**What the task asks**
Copy the lines of material word for word, beginning with the line that contains "text 'black-headed waxbill' detected." and ending with the line that contains "[0,0,199,132]", both included.

━━━━━━━━

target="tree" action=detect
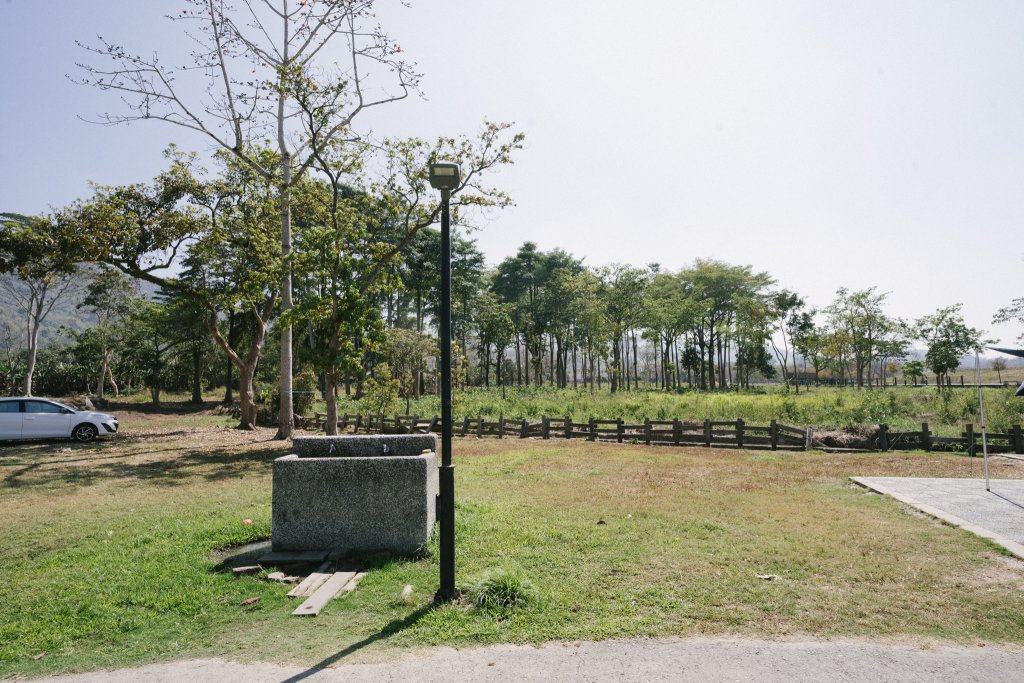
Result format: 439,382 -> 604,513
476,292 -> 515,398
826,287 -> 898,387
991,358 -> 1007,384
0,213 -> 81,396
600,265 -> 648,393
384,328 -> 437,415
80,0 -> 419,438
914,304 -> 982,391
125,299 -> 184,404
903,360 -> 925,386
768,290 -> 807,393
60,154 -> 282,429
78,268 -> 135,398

━━━━━━━━

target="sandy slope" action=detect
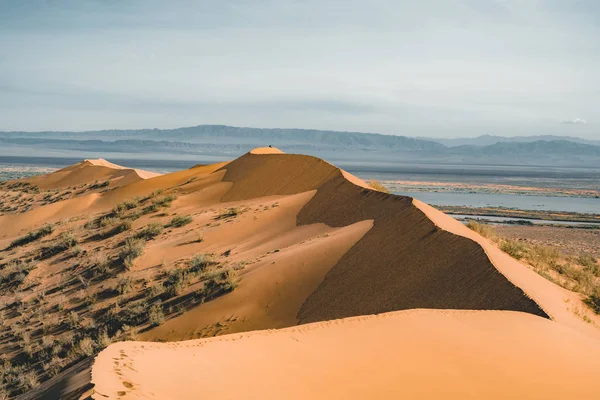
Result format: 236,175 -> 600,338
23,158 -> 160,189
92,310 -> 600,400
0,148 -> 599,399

━━━━━━━━

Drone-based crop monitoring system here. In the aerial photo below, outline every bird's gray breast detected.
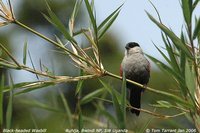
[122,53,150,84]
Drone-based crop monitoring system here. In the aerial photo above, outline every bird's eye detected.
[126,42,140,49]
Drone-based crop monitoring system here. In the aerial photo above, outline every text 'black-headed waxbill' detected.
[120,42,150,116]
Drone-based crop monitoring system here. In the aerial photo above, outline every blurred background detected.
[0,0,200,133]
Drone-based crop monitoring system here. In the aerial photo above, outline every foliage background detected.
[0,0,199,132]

━━━━━━━━

**Result of this exercise**
Drone-based crop monitoring system here. In the aerial photo above, outline every text 'black-headed waxbill' detected.
[120,42,150,116]
Drone-based crop monitoring system here. In the aerial photo above, outline every blurred background detected.
[0,0,200,133]
Drone-based crop monitoring system here. In the aerial photo above, outline every foliage background detected.
[0,0,199,132]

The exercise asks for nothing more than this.